Repeat the entire listing exactly as written.

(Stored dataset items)
* Begin *
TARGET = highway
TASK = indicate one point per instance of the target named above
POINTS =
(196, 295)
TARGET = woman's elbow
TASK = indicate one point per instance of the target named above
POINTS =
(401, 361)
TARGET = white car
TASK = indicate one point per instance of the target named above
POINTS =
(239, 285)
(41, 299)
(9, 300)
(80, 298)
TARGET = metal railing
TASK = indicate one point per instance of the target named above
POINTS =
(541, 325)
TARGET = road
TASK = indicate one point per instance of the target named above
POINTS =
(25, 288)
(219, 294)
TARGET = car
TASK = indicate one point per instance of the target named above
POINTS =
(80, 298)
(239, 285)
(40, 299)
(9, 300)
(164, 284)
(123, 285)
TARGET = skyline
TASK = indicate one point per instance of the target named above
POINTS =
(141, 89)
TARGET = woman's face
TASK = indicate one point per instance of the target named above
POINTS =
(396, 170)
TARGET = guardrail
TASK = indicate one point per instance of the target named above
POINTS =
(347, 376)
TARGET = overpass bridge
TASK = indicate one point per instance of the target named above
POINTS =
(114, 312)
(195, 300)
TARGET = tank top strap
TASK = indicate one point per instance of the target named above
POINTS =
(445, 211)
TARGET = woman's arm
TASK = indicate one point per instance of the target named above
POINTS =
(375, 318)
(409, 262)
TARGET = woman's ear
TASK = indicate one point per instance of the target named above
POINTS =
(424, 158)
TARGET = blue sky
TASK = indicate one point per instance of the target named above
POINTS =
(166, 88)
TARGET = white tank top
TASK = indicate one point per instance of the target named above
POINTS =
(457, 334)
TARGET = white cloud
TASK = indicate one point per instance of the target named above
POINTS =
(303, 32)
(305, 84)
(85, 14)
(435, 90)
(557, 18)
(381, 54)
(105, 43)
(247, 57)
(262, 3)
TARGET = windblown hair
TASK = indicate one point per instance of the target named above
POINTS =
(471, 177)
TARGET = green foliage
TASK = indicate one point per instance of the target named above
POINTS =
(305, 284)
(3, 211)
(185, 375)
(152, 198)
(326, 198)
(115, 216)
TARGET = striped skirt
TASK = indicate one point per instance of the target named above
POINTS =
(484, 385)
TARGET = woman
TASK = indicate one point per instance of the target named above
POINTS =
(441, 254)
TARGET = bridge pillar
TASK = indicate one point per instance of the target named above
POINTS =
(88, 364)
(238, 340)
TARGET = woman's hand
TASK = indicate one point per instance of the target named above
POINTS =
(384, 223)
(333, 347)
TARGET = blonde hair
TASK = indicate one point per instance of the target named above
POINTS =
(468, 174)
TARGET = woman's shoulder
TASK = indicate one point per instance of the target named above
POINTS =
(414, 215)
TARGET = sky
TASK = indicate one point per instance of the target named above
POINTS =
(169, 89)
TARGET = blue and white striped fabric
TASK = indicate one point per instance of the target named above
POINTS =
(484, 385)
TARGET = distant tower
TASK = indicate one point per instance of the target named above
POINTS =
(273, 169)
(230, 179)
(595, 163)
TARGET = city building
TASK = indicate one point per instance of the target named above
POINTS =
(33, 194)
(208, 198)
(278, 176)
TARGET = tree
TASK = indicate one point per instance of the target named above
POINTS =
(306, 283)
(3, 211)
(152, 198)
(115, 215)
* End *
▶ _Written answer_
TARGET = highway
TASK = indicate one point per instance of the target named above
POINTS =
(196, 295)
TARGET = woman's elbow
TASK = indicate one point per instance of the target named above
POINTS =
(401, 361)
TARGET = white car
TASK = indicate one point per instance of the target named above
POINTS =
(239, 285)
(41, 299)
(9, 300)
(80, 298)
TARGET = metal railing
TASK = indicate one point per instance of the target named above
POINTS =
(541, 325)
TARGET = road
TASK = indicate one point per instance of the target named above
POINTS =
(25, 288)
(219, 294)
TARGET = car
TASK = indicate one point per instance of the target named above
POINTS =
(80, 298)
(239, 285)
(40, 299)
(9, 300)
(164, 284)
(123, 285)
TARGET = skyline
TASK = indicate one point per instance of the target named above
POINTS =
(141, 89)
TARGET = woman's face
TASK = indicate one point per instance of the target named above
POINTS =
(396, 170)
TARGET = guardrail
TASK = indicate one point per instance of the target named above
POINTS =
(347, 376)
TARGET = overpass bridge
TASK = indicate one point per instance of the target named above
POINTS =
(114, 312)
(195, 300)
TARGET = tank top strap
TASK = indicate one point per instance of the target named above
POINTS =
(445, 211)
TARGET = woman's arm
TASK = indicate one point per instance of the target named above
POINTS =
(375, 318)
(409, 262)
TARGET = woman's ear
TASK = indicate one point per instance of the target named above
POINTS =
(424, 158)
TARGET = blue sky
TASK = indicate one point per instance of the target named above
POINTS =
(166, 88)
TARGET = white tank top
TASK = indicate one point per instance of the target named above
POINTS =
(457, 334)
TARGET = white cloud
TASK = indicate one point per instance of the target named above
POINTS =
(303, 32)
(305, 84)
(85, 14)
(435, 90)
(557, 18)
(381, 54)
(105, 43)
(247, 57)
(262, 3)
TARGET = windblown hair
TASK = indicate one point per instance of the target named above
POINTS =
(471, 177)
TARGET = green foliage
TASK = indicate one point per instance of the target named above
POINTS =
(305, 284)
(3, 211)
(185, 375)
(152, 198)
(326, 198)
(115, 216)
TARGET = striped skirt
TASK = indicate one point per instance of the target named above
POINTS =
(484, 385)
TARGET = woman
TASK = indicate one point per instance of the target named above
POINTS =
(441, 254)
TARGET = bridge pillar
TASK = indicate one point per instance of the target named above
POINTS =
(88, 364)
(238, 340)
TARGET = woman's hand
TASK = indicate one point per instance of the target named above
POINTS =
(384, 223)
(333, 347)
TARGET = blonde hair
TASK = indicate one point per instance of the target named above
POINTS =
(468, 174)
TARGET = woman's shoulder
TASK = indicate one point per instance of the target named above
POINTS =
(414, 215)
TARGET = sky
TASK = indicate one point per instance of the target named above
POINTS =
(169, 89)
TARGET = blue and white striped fabric
TASK = indicate one point per instance of the target named above
POINTS =
(484, 385)
TARGET = distant tower
TASK = indicate one point per instance of the target named above
POINTS =
(273, 169)
(230, 179)
(595, 163)
TARGET = city building
TASK = indicate one point per instance of the target named above
POINTS =
(33, 194)
(208, 198)
(278, 176)
TARGET = tree
TASK = indicate one point per instance of the target named above
POINTS =
(306, 283)
(3, 211)
(152, 198)
(115, 215)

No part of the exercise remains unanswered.